*Work task*
All entries must be extracted exactly, with nothing added or dropped.

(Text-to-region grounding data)
....................
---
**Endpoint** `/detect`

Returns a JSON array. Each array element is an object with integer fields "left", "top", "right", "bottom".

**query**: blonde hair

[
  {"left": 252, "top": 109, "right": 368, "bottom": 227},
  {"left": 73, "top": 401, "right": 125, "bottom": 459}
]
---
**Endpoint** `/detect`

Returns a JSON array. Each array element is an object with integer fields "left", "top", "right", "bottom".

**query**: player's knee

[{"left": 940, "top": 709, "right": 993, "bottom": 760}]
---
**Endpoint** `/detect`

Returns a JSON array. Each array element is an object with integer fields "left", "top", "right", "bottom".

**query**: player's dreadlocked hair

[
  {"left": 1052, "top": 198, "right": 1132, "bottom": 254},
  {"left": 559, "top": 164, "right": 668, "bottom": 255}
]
....................
*Exercise response*
---
**Endpoint** `/detect`

Returns a JSON array. Each array element is an object with integer fields "left", "top", "right", "bottom".

**query**: blonde hair

[
  {"left": 252, "top": 109, "right": 368, "bottom": 227},
  {"left": 73, "top": 401, "right": 125, "bottom": 459}
]
---
**Endpoint** `/detect`

Returns a JSON array. Each array element is an object with integer fields "left", "top", "right", "bottom".

**query**: player's knee

[{"left": 940, "top": 709, "right": 993, "bottom": 760}]
---
**Endpoint** `/detect`

Returns a JSON array. Each array element is an object with integer fields "left", "top", "right", "bottom".

**query**: player's dreadlocked hair

[
  {"left": 1052, "top": 198, "right": 1132, "bottom": 254},
  {"left": 559, "top": 164, "right": 668, "bottom": 255}
]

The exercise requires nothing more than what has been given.